Find "TARGET: trailer tire" in the records that follow; print that line and each subsequent line through the last one, verbatim and with nothing added.

◆ ◆ ◆ ◆ ◆

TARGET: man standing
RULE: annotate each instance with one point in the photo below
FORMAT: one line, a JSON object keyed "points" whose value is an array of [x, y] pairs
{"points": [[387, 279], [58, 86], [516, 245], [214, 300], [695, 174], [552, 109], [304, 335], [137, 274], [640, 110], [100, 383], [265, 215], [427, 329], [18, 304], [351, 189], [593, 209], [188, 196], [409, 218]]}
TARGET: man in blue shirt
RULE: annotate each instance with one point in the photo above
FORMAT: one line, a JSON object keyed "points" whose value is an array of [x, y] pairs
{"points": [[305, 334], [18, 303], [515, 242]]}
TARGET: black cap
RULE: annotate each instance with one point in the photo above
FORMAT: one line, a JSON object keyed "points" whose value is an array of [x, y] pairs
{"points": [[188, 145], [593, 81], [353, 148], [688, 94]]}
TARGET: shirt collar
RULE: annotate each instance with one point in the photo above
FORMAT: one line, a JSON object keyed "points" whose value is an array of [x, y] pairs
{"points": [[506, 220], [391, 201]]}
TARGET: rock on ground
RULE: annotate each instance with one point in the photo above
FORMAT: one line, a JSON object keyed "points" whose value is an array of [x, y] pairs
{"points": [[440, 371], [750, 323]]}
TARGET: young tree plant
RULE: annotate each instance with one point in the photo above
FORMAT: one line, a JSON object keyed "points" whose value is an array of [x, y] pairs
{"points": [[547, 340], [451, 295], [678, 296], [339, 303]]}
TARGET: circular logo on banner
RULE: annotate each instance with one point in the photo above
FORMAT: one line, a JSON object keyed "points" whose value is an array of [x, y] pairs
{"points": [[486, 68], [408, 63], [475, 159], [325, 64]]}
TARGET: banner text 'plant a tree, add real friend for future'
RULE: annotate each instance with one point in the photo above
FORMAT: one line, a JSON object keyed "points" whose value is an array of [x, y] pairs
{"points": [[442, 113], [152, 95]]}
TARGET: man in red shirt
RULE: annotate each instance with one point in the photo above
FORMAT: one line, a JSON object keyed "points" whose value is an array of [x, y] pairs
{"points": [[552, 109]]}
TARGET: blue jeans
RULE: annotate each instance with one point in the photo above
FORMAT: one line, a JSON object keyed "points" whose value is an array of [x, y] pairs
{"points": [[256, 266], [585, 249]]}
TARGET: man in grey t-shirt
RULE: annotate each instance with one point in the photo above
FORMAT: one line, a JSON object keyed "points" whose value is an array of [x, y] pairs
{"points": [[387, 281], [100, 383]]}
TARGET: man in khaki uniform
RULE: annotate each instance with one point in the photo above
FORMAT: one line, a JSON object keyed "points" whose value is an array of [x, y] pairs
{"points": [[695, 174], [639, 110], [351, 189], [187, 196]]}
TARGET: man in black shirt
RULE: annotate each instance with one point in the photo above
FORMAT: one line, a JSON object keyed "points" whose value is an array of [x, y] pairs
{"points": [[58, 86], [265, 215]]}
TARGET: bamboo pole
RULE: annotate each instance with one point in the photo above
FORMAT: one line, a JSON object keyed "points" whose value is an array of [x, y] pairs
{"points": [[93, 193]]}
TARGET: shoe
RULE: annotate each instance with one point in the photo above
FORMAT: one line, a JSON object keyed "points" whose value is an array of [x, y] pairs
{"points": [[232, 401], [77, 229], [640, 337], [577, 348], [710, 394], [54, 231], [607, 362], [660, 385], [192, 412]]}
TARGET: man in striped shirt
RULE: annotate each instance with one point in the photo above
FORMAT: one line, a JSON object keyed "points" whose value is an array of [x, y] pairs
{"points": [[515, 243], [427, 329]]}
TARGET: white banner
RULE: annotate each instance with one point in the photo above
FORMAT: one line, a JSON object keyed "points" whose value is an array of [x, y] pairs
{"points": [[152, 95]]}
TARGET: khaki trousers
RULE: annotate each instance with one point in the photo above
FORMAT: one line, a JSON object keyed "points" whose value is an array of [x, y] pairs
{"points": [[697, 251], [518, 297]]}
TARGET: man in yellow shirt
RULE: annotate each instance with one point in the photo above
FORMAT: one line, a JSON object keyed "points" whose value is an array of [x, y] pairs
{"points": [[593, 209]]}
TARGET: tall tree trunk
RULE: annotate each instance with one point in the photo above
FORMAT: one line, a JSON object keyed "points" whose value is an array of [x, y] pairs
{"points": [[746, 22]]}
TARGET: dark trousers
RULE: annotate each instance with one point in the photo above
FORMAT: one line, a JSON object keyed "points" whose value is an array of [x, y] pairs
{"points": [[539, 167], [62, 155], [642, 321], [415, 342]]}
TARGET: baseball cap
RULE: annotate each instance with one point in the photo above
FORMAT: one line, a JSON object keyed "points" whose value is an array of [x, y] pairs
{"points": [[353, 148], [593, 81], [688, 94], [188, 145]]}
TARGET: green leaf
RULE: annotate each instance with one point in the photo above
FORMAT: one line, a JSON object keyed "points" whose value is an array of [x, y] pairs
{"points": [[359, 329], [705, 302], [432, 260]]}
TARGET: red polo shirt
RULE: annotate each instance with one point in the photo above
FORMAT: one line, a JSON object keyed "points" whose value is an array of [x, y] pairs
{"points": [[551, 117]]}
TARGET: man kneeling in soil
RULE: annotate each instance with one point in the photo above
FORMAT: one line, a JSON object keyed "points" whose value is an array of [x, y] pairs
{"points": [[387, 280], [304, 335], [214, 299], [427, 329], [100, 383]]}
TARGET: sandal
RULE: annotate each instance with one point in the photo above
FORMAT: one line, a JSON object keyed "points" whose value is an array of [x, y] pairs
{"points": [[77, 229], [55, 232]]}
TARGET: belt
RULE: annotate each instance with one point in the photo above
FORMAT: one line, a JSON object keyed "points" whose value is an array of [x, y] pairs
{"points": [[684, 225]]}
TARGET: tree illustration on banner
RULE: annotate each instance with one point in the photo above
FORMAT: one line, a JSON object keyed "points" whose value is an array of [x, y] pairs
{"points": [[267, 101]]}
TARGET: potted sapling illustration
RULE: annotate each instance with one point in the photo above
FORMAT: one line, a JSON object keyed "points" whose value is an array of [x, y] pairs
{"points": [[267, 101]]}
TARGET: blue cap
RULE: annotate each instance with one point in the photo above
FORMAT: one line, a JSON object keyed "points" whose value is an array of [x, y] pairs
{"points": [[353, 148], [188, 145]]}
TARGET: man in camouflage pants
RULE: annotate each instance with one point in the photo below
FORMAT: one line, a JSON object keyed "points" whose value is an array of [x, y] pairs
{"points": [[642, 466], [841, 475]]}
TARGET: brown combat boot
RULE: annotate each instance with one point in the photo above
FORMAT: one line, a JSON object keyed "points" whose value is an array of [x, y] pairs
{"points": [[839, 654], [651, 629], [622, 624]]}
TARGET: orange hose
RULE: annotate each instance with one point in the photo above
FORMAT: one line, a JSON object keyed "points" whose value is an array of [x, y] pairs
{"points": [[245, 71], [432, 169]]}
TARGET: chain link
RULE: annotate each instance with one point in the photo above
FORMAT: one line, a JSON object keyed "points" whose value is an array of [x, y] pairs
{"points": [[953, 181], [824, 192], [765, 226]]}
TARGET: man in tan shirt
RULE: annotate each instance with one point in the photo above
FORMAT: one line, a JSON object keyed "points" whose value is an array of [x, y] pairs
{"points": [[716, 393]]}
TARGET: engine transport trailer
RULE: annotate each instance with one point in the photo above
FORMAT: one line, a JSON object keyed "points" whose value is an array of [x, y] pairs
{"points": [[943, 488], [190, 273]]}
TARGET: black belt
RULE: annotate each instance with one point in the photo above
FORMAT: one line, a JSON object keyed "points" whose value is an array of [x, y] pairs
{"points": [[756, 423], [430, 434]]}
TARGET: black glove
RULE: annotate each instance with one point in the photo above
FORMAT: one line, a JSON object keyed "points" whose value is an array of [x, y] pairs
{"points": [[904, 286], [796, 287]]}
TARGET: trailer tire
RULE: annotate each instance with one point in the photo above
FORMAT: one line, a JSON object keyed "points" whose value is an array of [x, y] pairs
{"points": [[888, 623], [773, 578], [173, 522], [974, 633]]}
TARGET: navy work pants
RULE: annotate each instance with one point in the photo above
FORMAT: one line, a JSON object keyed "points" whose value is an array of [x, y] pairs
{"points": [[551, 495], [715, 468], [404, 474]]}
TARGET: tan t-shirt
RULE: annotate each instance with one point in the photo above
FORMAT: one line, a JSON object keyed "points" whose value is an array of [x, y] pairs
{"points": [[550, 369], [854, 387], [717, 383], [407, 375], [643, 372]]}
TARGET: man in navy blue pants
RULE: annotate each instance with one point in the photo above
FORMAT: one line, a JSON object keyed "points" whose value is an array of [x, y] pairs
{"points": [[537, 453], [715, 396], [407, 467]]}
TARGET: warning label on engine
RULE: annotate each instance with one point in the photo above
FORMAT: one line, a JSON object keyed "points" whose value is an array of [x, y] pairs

◆ ◆ ◆ ◆ ◆

OUTPUT BELOW.
TARGET: trailer tire
RULE: annotate each instance with one point in the photo above
FORMAT: one line, a JSON object keyed "points" whose value is an array of [x, y] pairs
{"points": [[888, 623], [773, 578], [173, 522], [974, 633]]}
TARGET: navy work pants
RULE: annotate each instance with one point in the photo above
FORMAT: one line, a JSON object keyed "points" whose value is an array of [x, y] pairs
{"points": [[551, 495], [715, 468], [404, 474]]}
TARGET: tan t-shirt
RULE: annotate each instance with one point in the photo above
FORMAT: one line, a JSON object keyed "points" whose value is an array of [x, y] pairs
{"points": [[550, 369], [854, 387], [717, 383], [407, 375], [643, 372]]}
TARGET: man in navy blue pants
RULE: annotate each instance with one point in the photo above
FORMAT: one line, a JSON object keyed "points" whose value is an array of [x, y] pairs
{"points": [[537, 453], [715, 396], [407, 467]]}
TARGET: warning label on engine
RULE: annotate each instance with one point in the photo above
FORMAT: one line, a JSON object keyed "points" whose value is an array of [x, y] pairs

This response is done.